>> Start

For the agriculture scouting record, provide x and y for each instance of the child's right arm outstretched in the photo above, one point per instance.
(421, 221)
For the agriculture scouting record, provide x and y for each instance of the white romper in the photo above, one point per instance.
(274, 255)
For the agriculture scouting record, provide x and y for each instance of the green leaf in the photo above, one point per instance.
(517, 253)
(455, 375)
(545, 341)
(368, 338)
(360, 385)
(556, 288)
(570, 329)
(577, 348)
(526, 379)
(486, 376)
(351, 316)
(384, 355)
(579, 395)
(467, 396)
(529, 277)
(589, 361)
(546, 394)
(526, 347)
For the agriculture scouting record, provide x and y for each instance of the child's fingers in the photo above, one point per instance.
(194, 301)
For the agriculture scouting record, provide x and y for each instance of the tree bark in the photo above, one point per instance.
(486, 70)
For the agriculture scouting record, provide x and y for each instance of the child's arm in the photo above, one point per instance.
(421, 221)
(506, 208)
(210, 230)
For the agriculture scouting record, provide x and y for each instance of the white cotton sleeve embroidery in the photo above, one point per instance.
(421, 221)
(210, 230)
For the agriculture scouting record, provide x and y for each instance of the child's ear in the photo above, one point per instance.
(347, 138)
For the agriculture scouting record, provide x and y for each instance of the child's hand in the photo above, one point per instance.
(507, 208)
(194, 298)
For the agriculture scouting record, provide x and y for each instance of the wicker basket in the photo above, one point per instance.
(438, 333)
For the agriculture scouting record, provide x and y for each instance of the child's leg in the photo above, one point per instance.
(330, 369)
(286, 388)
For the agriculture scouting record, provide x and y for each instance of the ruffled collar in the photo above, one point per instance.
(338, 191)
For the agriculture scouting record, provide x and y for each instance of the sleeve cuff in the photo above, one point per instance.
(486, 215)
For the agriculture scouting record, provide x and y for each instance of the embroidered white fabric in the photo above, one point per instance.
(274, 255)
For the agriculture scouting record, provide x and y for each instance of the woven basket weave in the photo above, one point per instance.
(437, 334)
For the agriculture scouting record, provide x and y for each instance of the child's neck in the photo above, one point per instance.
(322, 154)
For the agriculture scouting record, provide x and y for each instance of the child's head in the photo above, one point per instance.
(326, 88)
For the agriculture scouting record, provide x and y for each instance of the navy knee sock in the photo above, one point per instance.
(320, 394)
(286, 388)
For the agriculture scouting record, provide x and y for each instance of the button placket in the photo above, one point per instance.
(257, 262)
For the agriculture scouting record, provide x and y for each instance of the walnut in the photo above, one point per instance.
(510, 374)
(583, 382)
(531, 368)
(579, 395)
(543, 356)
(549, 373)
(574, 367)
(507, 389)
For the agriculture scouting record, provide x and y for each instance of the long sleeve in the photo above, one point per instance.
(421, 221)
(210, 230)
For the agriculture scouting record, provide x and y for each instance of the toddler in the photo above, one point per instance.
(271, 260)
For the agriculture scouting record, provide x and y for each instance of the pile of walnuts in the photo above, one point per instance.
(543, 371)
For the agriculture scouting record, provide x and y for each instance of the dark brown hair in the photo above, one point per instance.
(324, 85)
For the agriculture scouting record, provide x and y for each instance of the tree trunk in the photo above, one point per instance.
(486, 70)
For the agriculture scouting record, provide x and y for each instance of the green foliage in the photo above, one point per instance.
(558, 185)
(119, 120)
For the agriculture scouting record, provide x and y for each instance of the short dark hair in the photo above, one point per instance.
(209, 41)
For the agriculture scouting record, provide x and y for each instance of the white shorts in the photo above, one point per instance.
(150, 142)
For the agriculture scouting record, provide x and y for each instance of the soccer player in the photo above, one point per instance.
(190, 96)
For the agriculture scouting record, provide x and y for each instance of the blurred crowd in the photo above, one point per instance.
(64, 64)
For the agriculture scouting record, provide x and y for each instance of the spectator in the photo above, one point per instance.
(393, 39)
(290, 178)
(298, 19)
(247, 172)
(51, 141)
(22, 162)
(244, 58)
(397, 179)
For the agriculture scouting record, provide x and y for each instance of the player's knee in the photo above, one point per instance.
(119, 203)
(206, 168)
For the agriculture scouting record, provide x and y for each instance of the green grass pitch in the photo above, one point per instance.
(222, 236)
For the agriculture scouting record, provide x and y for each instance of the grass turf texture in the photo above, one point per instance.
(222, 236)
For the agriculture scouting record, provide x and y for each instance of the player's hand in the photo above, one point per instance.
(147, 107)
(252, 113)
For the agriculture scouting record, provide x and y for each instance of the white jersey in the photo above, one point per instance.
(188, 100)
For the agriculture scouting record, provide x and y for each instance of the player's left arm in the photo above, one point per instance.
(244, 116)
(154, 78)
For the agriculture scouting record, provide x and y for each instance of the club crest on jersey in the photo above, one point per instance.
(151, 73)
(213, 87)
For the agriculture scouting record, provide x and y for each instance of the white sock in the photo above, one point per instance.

>> End

Problem requirements :: Restate every entry word for word.

Written response ::
For the agriculture scouting record, provide x and y for each instance of the child's right arm outstretched in the photo above, one point per instance.
(421, 221)
For the agriculture scouting record, provide x and y for each instance of the white romper in the photo above, one point per instance.
(274, 255)
For the agriculture scouting record, provide x and y for each instance of the green leaf in the photo above, one point per instance.
(517, 253)
(455, 375)
(545, 341)
(368, 338)
(360, 385)
(556, 288)
(570, 329)
(577, 348)
(526, 379)
(486, 376)
(351, 316)
(384, 355)
(579, 395)
(467, 396)
(529, 277)
(589, 361)
(546, 394)
(526, 347)
For the agriculture scouting record, provide x and y for each instance of the child's fingers in the photo above, one point per instance.
(194, 301)
For the agriculture scouting record, provide x and y for each instance of the tree bark in the photo above, one point per instance.
(486, 70)
For the agriculture scouting record, provide x and y for each instance of the child's arm in the photo above, one point per instance.
(421, 221)
(506, 208)
(210, 230)
For the agriculture scouting record, provide x and y for each instance of the white cotton sleeve embroidery in the photo above, one point per instance.
(421, 221)
(210, 230)
For the agriculture scouting record, provide x and y for each instance of the child's ear in the photo above, one point per instance.
(347, 138)
For the agriculture scouting record, provide x and y for each instance of the child's hand in the photo above, one point per instance.
(507, 208)
(194, 298)
For the agriculture scouting record, provide x and y for each instance of the wicker basket in the photo above, one point per instance.
(438, 333)
For the agriculture scouting record, provide x and y for each instance of the child's leg in the photo above, one point per instance.
(330, 369)
(286, 388)
For the agriculture scouting record, provide x and y for each instance of the ruffled collar in the photo above, one point per instance.
(338, 191)
For the agriculture scouting record, provide x and y for each instance of the sleeve cuff in the photo above, one point per instance.
(486, 215)
For the agriculture scouting record, provide x and y for each instance of the embroidered white fabric in the photo above, one point per instance.
(274, 255)
For the agriculture scouting record, provide x and y for each instance of the woven basket weave in the photo above, one point per instance.
(437, 334)
For the agriculture scouting record, provide x and y for each instance of the child's neck in the photo above, one point per instance.
(322, 154)
For the agriculture scouting record, provide x and y for each instance of the child's head in the photo above, one point per instance.
(326, 88)
For the agriculture scouting record, provide x and y for each instance of the navy knee sock in the photo above, one point per instance.
(320, 394)
(286, 388)
For the agriculture scouting record, provide x and y for each instance of the button placket in the photo above, one point per instance.
(257, 262)
For the agriculture scouting record, provide x and y for each instance of the walnut in the photo above, one point per instance.
(510, 374)
(583, 382)
(531, 368)
(579, 395)
(543, 356)
(549, 373)
(574, 367)
(507, 389)
For the agriculture scouting record, provide x and y for each instance of the long sleeve in the photo above, one point per instance.
(421, 221)
(210, 230)
For the agriculture scouting record, provide x and y for each instance of the toddler in the photo above, one point per instance.
(271, 260)
For the agriculture scouting record, provide x and y for each instance of the pile of walnuts in the photo above, one point per instance.
(543, 371)
For the agriculture scouting record, provide x and y for each instance of the dark brown hair in the photo above, one point per instance.
(324, 85)
For the agriculture scouting record, provide x and y for each instance of the tree trunk in the photo above, one point per instance.
(486, 70)
For the agriculture scouting record, provide x and y for each instance of the green foliage in the photo above, one point per instance.
(558, 185)
(119, 120)
For the agriculture scouting record, provide x and y for each instance of the short dark hair in the photo above, one point per instance.
(209, 41)
For the agriculture scouting record, provide x and y for each instance of the white shorts in the photo above, one point per instance.
(150, 142)
For the agriculture scouting record, provide x and y for each instance of the soccer player in the photo above, one point per instance.
(190, 96)
For the agriculture scouting record, provide x and y for each instance of the blurred crowd in the photo above, one point per instance.
(64, 64)
For the agriculture scouting record, provide x and y for each instance of the spectator in the photo above, one point per instance.
(393, 39)
(290, 178)
(298, 19)
(247, 172)
(51, 141)
(22, 162)
(244, 58)
(397, 179)
For the agriculture scouting record, provide x and y for each instance of the player's knee in the photo above, one point per instance.
(119, 203)
(206, 168)
For the agriculture scouting record, provide x and y for each instance of the green grass pitch in the photo above, one point per instance.
(222, 236)
For the agriculture scouting record, provide x and y for each instance of the grass turf texture in the photo above, one point per instance.
(222, 236)
For the agriculture scouting record, provide x and y for each instance of the player's hand in the photo above, one point per instance.
(147, 107)
(252, 113)
For the agriculture scouting record, provide x and y for each instance of the white jersey in the photo above, one point per instance.
(188, 100)
For the agriculture scouting record, provide x and y for each instance of the player's left arm in the photo above, one point per instance.
(244, 116)
(154, 78)
For the agriculture scouting record, provide x and y for each instance of the club crest on jersey in the photo above, one point per instance.
(151, 73)
(213, 87)
For the agriculture scouting record, provide x and y for each instance of the white sock in the photo above, one point per instance.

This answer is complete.